The exercise
Report every line in the records below that contains the string "post", copying each such line in full. Treat uppercase and lowercase letters as different.

Records supplied
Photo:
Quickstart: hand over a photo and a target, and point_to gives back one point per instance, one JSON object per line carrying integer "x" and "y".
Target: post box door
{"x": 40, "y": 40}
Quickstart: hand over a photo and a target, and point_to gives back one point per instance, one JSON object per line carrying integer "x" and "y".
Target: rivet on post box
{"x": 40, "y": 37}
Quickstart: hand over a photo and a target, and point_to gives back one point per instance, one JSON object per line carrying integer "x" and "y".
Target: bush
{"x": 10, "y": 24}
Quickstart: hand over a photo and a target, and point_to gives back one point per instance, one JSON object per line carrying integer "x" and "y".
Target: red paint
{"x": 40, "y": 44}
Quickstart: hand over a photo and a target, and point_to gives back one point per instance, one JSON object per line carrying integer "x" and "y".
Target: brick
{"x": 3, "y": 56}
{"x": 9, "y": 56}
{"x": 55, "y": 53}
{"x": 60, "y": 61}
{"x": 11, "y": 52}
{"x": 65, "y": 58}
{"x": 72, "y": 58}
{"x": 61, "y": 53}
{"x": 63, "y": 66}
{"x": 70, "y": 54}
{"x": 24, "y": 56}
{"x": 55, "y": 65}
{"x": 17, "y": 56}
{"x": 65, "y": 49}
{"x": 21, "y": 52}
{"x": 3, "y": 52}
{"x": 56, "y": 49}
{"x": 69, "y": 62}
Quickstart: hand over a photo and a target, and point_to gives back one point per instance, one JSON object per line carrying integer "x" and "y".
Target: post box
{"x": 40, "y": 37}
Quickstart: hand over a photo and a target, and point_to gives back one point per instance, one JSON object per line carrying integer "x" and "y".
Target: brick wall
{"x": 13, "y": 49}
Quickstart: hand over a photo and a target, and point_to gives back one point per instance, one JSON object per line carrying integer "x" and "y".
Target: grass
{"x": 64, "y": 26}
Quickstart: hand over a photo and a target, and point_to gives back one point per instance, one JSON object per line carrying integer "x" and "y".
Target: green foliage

Task output
Target: post box door
Target: rivet on post box
Target: post box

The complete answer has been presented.